EXERCISE INSTRUCTIONS: Please give the data below again in full, exactly as it stands.

== PROVIDED RECORDS ==

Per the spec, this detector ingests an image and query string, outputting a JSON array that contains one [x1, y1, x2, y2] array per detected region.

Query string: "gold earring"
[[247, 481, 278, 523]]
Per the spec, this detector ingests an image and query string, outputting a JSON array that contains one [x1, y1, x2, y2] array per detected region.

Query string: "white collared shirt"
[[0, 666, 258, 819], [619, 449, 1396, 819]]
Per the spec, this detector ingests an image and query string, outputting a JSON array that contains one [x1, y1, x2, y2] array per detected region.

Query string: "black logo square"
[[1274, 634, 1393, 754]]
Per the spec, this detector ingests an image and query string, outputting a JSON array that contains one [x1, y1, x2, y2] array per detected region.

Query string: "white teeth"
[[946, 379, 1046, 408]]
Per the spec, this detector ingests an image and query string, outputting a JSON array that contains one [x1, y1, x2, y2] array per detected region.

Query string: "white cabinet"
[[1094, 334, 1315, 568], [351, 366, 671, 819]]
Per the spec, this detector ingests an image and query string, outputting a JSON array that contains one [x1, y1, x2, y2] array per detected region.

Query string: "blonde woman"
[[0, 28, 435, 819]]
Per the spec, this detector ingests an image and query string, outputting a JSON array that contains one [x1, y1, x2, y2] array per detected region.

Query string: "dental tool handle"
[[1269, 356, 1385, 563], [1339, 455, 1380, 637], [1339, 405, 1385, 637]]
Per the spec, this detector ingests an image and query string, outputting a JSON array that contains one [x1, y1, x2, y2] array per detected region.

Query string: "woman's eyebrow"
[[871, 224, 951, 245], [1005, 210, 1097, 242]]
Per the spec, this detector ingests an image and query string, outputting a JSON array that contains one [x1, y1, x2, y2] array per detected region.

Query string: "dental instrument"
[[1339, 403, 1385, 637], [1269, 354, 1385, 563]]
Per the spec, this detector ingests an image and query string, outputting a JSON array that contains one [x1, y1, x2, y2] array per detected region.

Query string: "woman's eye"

===

TASK OUTPUT:
Per the spec, this detector ingests an image and query string, outputting a JSON array that contains one [x1, y1, x2, y2] array per detected region.

Query string: "gold earring"
[[247, 481, 278, 523]]
Per the spec, this detector ingests an image and query string, outputting a JSON array that contains one [x1, y1, x2, y2] array per detected region.

Query string: "white collared shirt"
[[0, 666, 258, 819], [619, 449, 1396, 819]]
Per the spec, this detector ingests an image and query string, outputting a JSON array that contains one [x1, y1, x2, y2] array per detected region.

Query string: "black logo square"
[[1274, 634, 1393, 754]]
Per the spec, this detector ingests an image and query string, outputting a JSON array that contains one [x1, y1, x2, y2] array per detected region.

Query string: "white teeth"
[[946, 379, 1046, 408]]
Per the spec, this detector ingests an image and query string, outputting a JSON array that contains one [x1, y1, x2, y2] array per detected region.

Query string: "white cabinet"
[[1094, 334, 1315, 568], [351, 366, 671, 819]]
Per the spec, this detector ingests an image and query string, outputting a JSON array that contains one [x1, y1, x2, y2] array per detected region.

Query string: "blonde woman"
[[0, 28, 435, 819]]
Per the spec, this detector ingests an image and query string, outputting a JSON array that contains one [x1, y1, x2, y2] array per detected region.

Query string: "dental tool handle"
[[1269, 356, 1385, 563], [1339, 455, 1380, 637], [1339, 405, 1385, 637]]
Per the spec, this detector ingests an image and query string, outputting a JSON array that contains one [x1, y1, x2, y2] array per detected region.

Query string: "woman's eyebrow"
[[871, 224, 951, 245], [1005, 210, 1097, 242]]
Per the spec, this detector ingests an image and query string, outputting a JSON array that contains one [x1, y1, x2, y2] array per detected region.

Query string: "dental instrument"
[[1339, 403, 1385, 637], [1269, 354, 1385, 563]]
Per the spec, this detector ingests an image and query string, outputting a JSON array that contains one [x1, y1, x2, y2] array per detected region.

Query string: "woman's eye"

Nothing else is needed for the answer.